Given records:
==*==
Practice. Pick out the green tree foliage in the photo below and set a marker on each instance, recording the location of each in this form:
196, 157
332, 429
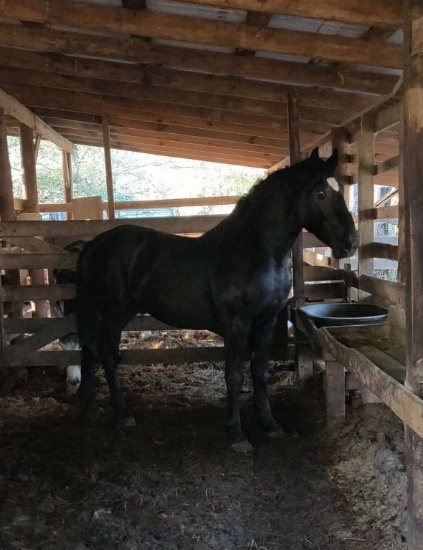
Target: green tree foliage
136, 176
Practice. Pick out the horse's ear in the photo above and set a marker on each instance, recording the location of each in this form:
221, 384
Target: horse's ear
315, 154
331, 163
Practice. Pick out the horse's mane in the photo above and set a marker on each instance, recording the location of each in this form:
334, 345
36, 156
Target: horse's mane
284, 179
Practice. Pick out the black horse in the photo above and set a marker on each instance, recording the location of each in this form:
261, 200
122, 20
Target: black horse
233, 280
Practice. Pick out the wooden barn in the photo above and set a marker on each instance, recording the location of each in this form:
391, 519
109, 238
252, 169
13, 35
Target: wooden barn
243, 82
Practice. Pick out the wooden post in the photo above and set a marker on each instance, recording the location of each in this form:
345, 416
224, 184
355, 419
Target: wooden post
29, 169
7, 210
295, 156
401, 277
335, 391
413, 229
304, 366
340, 141
366, 162
28, 159
109, 173
67, 180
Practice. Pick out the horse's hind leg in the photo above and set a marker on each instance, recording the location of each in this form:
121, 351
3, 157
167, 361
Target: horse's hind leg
235, 349
110, 356
261, 339
87, 387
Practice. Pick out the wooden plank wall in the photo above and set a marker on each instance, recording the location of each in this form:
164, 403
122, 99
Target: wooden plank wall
44, 256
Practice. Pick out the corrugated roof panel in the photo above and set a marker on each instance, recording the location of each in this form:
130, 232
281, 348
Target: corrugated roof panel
197, 10
397, 37
105, 2
379, 70
192, 45
331, 28
308, 24
305, 24
283, 57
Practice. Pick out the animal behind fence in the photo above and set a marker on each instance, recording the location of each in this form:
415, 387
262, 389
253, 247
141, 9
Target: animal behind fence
233, 280
63, 308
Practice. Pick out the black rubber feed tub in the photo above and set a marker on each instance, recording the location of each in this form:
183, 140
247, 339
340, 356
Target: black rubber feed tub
332, 315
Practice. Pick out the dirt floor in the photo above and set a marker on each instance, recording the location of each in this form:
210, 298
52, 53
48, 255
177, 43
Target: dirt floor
173, 483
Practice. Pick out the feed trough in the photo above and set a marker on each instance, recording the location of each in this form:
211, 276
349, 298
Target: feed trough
331, 315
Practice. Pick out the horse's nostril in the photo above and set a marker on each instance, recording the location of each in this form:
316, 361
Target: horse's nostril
351, 242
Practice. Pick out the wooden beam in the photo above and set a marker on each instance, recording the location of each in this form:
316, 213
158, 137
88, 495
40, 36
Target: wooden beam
295, 156
379, 250
202, 31
7, 209
387, 165
402, 401
29, 168
56, 43
333, 110
275, 131
188, 154
109, 172
11, 106
191, 88
378, 14
150, 129
413, 230
366, 147
67, 181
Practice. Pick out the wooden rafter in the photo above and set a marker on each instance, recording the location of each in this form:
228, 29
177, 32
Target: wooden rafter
202, 31
126, 50
11, 106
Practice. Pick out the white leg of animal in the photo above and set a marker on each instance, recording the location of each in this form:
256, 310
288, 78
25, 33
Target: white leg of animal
73, 378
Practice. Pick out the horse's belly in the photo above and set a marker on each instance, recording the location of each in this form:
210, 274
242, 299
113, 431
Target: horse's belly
179, 308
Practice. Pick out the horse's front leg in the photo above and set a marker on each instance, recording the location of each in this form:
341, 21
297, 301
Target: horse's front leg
236, 336
261, 340
110, 356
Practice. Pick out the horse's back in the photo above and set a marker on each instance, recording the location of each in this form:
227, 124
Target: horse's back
150, 271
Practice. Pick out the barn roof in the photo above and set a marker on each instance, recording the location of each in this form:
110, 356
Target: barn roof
205, 79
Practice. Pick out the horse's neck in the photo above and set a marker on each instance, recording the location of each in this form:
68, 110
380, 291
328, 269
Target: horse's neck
268, 228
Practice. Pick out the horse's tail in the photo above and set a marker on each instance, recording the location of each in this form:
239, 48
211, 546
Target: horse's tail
87, 314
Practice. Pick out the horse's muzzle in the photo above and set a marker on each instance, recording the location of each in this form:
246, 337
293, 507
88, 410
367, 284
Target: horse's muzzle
349, 246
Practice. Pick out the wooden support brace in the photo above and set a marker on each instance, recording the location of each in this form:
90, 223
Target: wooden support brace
335, 391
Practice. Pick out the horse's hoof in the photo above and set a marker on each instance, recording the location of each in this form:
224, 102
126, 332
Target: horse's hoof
129, 422
279, 433
126, 423
242, 446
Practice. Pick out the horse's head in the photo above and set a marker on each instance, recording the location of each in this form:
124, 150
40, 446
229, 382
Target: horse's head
324, 212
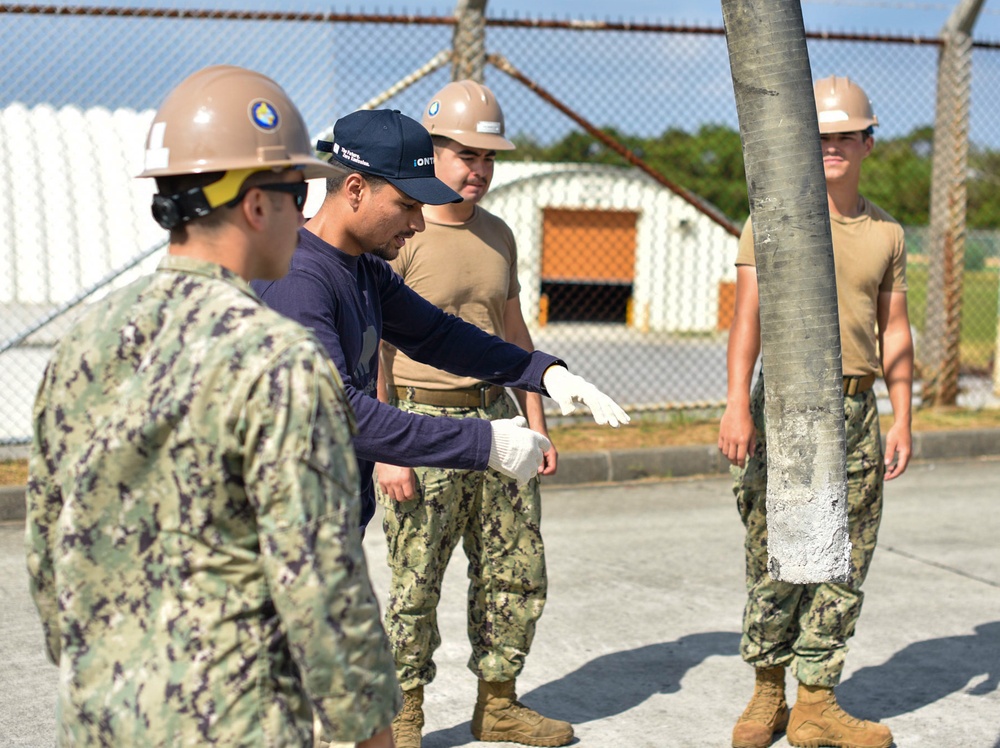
==*==
Work to be completed: All lines above must be repeated exactly, and the pictures must be omitted.

Answer section:
Practice. Pick out the green tree foliage in the photo below and set a marker on each instance, recording the location of each in this form:
196, 157
332, 429
Target: green tree foliage
136, 176
Practice. Pick out the horse's ear in the photo above and set a marker on each instance, recording the location of each in this form:
221, 384
Target: horse's ear
315, 154
331, 163
Practice. Pick out the horse's mane in the photo above and set a marker on each instance, recording the location of each in this form:
334, 345
36, 156
Target: horse's mane
284, 179
Practice. Pick out the black horse in the photo above and set a marker on each instance, recording the location of each in this form:
261, 200
122, 20
Target: black horse
233, 280
Practice. Pick out the wooden barn in the photo above and set a marker on each instance, recording the location of each in this form:
391, 519
109, 238
252, 169
13, 35
Target: wooden barn
243, 82
Practice. Pick out the wooden post in the photo above and set a marker on each instance, recording the location of each in this form:
345, 416
224, 184
355, 419
Target: wooden post
29, 169
7, 210
295, 156
401, 277
335, 391
413, 229
304, 366
340, 141
366, 162
28, 159
109, 173
67, 180
Practice. Pick out the horse's hind leg in the photo above and set a marker on each instance, recording the location of each in this form:
121, 351
3, 157
167, 361
Target: horse's hind leg
235, 349
110, 356
261, 339
87, 387
Practice. Pick out the wooden plank wall in the photo above and set a marker on each instance, recording the location of each in this form:
164, 403
122, 99
Target: wooden plank wall
44, 256
Practice. Pick out the corrugated roof panel in the photo above and set a marker on each instance, recording the location of each in this form:
130, 232
281, 348
Target: corrugated roof panel
197, 10
397, 37
105, 2
379, 70
192, 45
331, 28
308, 24
305, 24
283, 57
Practice. Pick out the animal behind fence in the photo above and set a marker on each instance, recording the location of each in this form:
415, 387
262, 389
253, 247
141, 9
Target: animal behind fence
233, 280
63, 308
Practice. Pick out the black rubber feed tub in the photo above and set a marker on each instance, recording the location of each in this form:
183, 140
247, 339
340, 356
Target: black rubber feed tub
332, 315
Practice. Pick out the dirt floor in the photo above and set a marker on each instance, recording the location of each in this form:
210, 298
52, 53
48, 255
177, 43
Target: dirt floor
173, 483
Practice. Pick out the feed trough in the photo above and set a marker on each instance, recording the location of each in this form:
211, 276
349, 298
Target: feed trough
331, 315
Practice. Pick out the horse's nostril in the photo above and set a marker on each instance, recording the location of each in this form:
316, 361
Target: horse's nostril
351, 242
Practice. Pick out the wooden beam in the photo above and set a marker on each instance, recording the location of each in this form:
316, 213
158, 137
88, 495
40, 36
Target: wooden beam
295, 156
379, 250
202, 31
7, 209
387, 165
402, 401
29, 168
56, 43
333, 110
275, 131
188, 154
109, 172
11, 106
191, 88
378, 14
150, 129
413, 230
366, 147
67, 181
Practice. Pick out the wooden rafter in the photo above and set a marker on each instance, recording the location of each in this form:
228, 29
177, 32
Target: wooden rafter
202, 31
126, 50
11, 106
Practice. Pick out the white leg of animal in the photo above and set a marker on each instance, recording the location of each in this form:
256, 310
288, 78
25, 33
Target: white leg of animal
73, 378
Practice. Pick out the horse's belly in the photo above and set a marker on each instance, recording the location of each in this form:
210, 274
242, 299
113, 431
Target: horse's belly
179, 308
Practice. Pick out the horse's front leg in the photo above and set a marker on each instance, recording the location of each in this form:
341, 21
297, 301
Target: horse's front leg
236, 336
261, 340
110, 356
Practice. Pick out the horse's back in the photo above and set a marker on each instance, recording the location of each in this form:
227, 124
Target: horse's back
150, 271
Practice. Pick out the barn roof in the photo above and set a marker on each instance, recording the location of each in this form:
110, 356
Target: barn roof
205, 79
Practice. Pick out the horse's neck in the photo above and set a marker on each instance, recording the location of each in this form:
68, 110
380, 291
328, 269
Target: horse's neck
268, 228
Practice. Pick out the horse's tail in the photo above and set a marker on each instance, recording the location of each in this form:
239, 48
211, 546
Target: horse's tail
87, 314
Practice. Pick out the horse's muzzle in the photo above and set a marker on each instance, recording the location of each in this form:
246, 337
293, 507
88, 410
367, 284
Target: horse's muzzle
349, 246
Practice. Pick out the wooden support brace in the photo above and set a marker on each instance, recording the location of each in this form:
90, 223
Target: wooden support brace
335, 391
Practice. Pick out the horse's hoof in the photo above and set a marker on each instance, recording the location of each in this form:
224, 102
126, 332
Target: horse's hoof
129, 422
279, 433
126, 423
242, 446
Practice. Pick out the horse's head in the photo above and set a marker on each instance, recording the location of each in this form:
124, 150
40, 446
229, 382
Target: horse's head
324, 212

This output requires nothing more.